Article>
========================================
Usage urbain de la campagne et usage rural de la ville

Qu’est-ce qu’une ville ? Qu’est-ce qu’une campagne ? Il est tentant, dans le contexte québécois, d’associer la zone agricole à la campagne et le périmètre d’urbanisation à la ville. L’examen de la situation a toutefois montré que la réalité n’est pas aussi simple. Dans les faits, le périmètre d’urbanisation comprend des espaces non construits, certains étant occupés par la forêt, d’autres pouvant même être utilisés à des fins agricoles ; la zone agricole accueille des usages non agricoles et des habitants qui ne sont pas en lien direct ou indirect avec la pratique agricole. Or il ne s’agit pas d’anomalies au regard de Loi sur la protection du territoire et des activités agricoles et de la Loi sur l’aménagement et l’urbanisme. Le législateur y assume pleinement que la campagne est aussi urbaine, de même qu’il pressent que la ville intègre sa propre ruralité. Il y a là une invitation à départager d’une part ville et campagne et d’autre part urbain et rural, même si la tendance naturelle serait de faire simplement d’« urbain » un qualificatif équivalent du substantif « ville », et de rural un qualificatif équivalent du substantif « campagne ».
========================================
Données de l'exercice>
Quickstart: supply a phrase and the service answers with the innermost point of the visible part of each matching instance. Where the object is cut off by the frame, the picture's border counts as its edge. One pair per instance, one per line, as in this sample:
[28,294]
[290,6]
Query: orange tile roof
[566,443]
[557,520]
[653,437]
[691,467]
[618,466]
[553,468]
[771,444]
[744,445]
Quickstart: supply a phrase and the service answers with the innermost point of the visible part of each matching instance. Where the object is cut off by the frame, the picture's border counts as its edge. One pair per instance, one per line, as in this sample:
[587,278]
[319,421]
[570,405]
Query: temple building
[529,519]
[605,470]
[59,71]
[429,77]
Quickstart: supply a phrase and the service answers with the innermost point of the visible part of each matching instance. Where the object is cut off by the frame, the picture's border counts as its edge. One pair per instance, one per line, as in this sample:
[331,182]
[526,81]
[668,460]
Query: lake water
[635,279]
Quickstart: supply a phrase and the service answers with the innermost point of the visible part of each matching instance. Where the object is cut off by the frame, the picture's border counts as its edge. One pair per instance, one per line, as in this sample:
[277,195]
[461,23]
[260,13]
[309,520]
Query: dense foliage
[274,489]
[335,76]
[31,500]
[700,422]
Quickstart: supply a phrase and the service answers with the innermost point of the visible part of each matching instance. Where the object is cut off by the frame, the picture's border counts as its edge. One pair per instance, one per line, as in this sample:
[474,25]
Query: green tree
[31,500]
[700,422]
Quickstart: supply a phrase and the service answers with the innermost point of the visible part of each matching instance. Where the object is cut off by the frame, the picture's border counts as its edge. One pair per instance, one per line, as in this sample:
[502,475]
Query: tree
========================================
Problèmes à résoudre>
- A) Indiquez si chacune des affirmations suivantes concorde avec l'article, en répondant par oui ou par non et en citant à l'identique les mots de l'article qui tranchent. (i) Le périmètre d'urbanisation ne comprend que des espaces construits. (ii) La zone agricole accueille des usages non agricoles. (iii) L'article présente ces situations comme des anomalies au regard des deux lois citées.
- B) Recopiez à l'identique, s'il vous plaît, le passage des lignes de données qui va de la toute première ligne jusqu'à celle qui contient « Query: orange tile roof », les deux incluses.

Exercice corrigé>
- A)
(i) Non : « le périmètre d’urbanisation comprend des espaces non construits »
(ii) Oui : « la zone agricole accueille des usages non agricoles »
(iii) Non : « Or il ne s’agit pas d’anomalies au regard de Loi sur la protection du territoire et des activités agricoles et de la Loi sur l’aménagement et l’urbanisme »

- B)
Quickstart: supply a phrase and the service answers with the innermost point of the visible part of each matching instance. Where the object is cut off by the frame, the picture's border counts as its edge. One pair per instance, one per line, as in this sample:
[28,294]
[290,6]
Query: orange tile roof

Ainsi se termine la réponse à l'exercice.